* begin SUPPLIED RECORDS *
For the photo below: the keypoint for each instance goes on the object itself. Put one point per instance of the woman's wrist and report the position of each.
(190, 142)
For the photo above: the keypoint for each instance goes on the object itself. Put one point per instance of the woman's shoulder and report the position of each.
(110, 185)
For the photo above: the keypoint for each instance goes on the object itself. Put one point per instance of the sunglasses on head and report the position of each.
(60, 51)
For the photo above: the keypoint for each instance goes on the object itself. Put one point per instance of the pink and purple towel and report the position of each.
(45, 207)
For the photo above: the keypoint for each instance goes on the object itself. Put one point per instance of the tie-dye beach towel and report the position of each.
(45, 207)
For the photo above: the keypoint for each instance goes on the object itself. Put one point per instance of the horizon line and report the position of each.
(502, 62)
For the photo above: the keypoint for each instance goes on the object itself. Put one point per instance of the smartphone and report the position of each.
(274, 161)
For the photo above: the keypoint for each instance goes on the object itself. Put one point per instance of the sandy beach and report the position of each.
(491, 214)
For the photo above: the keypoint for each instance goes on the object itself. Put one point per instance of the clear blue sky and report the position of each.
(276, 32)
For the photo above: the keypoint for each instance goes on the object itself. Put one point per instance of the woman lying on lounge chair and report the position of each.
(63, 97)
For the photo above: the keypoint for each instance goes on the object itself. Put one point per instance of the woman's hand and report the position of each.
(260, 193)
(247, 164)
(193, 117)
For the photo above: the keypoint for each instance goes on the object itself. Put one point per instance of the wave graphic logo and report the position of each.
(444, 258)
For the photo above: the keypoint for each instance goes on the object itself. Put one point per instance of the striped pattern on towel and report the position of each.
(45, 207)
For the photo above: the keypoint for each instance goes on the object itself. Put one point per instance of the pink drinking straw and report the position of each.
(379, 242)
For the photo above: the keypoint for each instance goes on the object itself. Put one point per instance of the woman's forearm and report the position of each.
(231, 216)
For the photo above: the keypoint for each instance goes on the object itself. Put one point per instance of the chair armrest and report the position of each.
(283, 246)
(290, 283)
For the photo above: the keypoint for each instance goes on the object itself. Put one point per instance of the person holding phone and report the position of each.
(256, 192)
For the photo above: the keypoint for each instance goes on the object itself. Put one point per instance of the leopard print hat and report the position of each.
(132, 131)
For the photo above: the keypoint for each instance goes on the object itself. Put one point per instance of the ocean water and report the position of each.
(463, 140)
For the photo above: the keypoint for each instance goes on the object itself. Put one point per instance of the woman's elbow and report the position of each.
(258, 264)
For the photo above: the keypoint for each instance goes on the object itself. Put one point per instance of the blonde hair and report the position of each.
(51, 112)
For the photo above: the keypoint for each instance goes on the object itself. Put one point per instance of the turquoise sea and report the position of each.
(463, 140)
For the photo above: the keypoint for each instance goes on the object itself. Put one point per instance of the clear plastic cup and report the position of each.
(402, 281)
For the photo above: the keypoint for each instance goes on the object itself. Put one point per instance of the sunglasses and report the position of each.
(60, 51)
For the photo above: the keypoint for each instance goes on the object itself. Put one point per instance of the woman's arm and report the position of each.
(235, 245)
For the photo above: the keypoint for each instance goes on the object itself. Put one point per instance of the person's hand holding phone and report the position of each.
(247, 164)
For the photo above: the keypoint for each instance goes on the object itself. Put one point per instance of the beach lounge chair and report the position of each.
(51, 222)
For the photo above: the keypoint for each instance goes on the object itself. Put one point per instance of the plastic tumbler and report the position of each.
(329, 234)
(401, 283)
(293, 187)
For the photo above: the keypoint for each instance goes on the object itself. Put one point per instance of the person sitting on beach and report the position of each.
* end SUPPLIED RECORDS *
**EXERCISE PROMPT**
Repeat the data verbatim.

**TASK SOLUTION**
For the photo below: the keypoint for each instance goes on the object itself. Put one point per instance of the woman's wrist and report the position of each.
(190, 142)
For the photo above: the keypoint for each instance goes on the object itself. Put one point per instance of the woman's shoulder and report the position of each.
(110, 185)
For the photo above: the keypoint for each instance goes on the object itself. Put one point per instance of the sunglasses on head and report the position of each.
(60, 51)
For the photo above: the keypoint for each instance goes on the object itself. Put one point per instance of the pink and purple towel and report the position of each.
(45, 207)
For the photo above: the keypoint for each instance goes on the object itself. Put one point per instance of the tie-dye beach towel and report the position of each.
(45, 207)
For the photo above: the keypoint for each instance goes on the object itself. Put one point per instance of the horizon line and report the position of each.
(502, 62)
For the photo above: the keypoint for each instance goes on the object itself. Put one point per instance of the smartphone and report the position of each.
(274, 161)
For the photo above: the keypoint for each instance goes on the object itself. Put one point per instance of the sandy beach and report the position of each.
(491, 214)
For the photo above: the keypoint for each instance goes on the object itself. Put one point per instance of the clear blue sky and report the position of each.
(276, 32)
For the photo above: the keypoint for each instance goes on the object itself. Put one point per instance of the woman lying on lounge chair and report the position of each.
(63, 97)
For the photo above: the keypoint for each instance goes on the object itself. Put one point per instance of the woman's hand and report the position of each.
(260, 193)
(247, 164)
(193, 117)
For the photo above: the keypoint for each instance goes on the object itself. Put one point per instance of the wave graphic logo and report the position of each.
(444, 258)
For the photo above: the keypoint for each instance goes on the object itself. Put one point per instance of the striped pattern on towel and report the position of each.
(45, 207)
For the photo above: the keypoint for each instance goes on the object itself. Put one point per instance of the pink drinking straw and report the position of each.
(379, 242)
For the photo above: the keypoint for each instance goes on the object itself. Put one point per instance of the woman's forearm and report the position of each.
(231, 216)
For the photo above: the keypoint for each instance goes on the object itself. Put one point per instance of the chair armrest and report the position of each.
(283, 246)
(290, 283)
For the photo above: the keypoint for each instance goes on the object itself. Put one point per instance of the person holding phone and report the position of each.
(256, 192)
For the photo above: the keypoint for each instance goes on the object itself. Put one point per instance of the leopard print hat and report the position of each.
(132, 131)
For the photo above: the keypoint for each instance goes on the object itself. Put one point per instance of the ocean water and report the position of each.
(463, 140)
For the photo above: the keypoint for each instance goes on the object itself. Put one point per instance of the woman's elbow and report the position of each.
(258, 264)
For the photo above: the keypoint for each instance goes on the object itself. Put one point per instance of the blonde hair and report the position of each.
(51, 112)
For the photo above: the keypoint for each instance goes on the object itself. Put one point per instance of the turquoise sea and report the position of each.
(463, 140)
For the photo above: the keypoint for each instance goes on the object itself. Put one point per instance of the clear plastic cup and report the position of each.
(402, 281)
For the photo above: the keypoint for each instance goes on the object itself. Put one point per instance of the sunglasses and report the position of each.
(60, 51)
For the photo above: the keypoint for each instance goes on the object itself. Put one point per instance of the woman's arm and report the position of each.
(235, 245)
For the photo above: the keypoint for each instance goes on the object itself. Put one point per instance of the person's hand holding phone and report the position of each.
(247, 164)
For the photo above: the keypoint for each instance goes on the object itself. Put one point per instance of the beach lounge chair and report the position of each.
(51, 222)
For the photo above: the keypoint for each instance goes on the object itself. Put one point per instance of the plastic tumbler and report the position of each.
(329, 234)
(401, 283)
(293, 187)
For the photo above: the keypoint for each instance goes on the object itself. Put one point per instance of the person sitting on beach and report the position of each.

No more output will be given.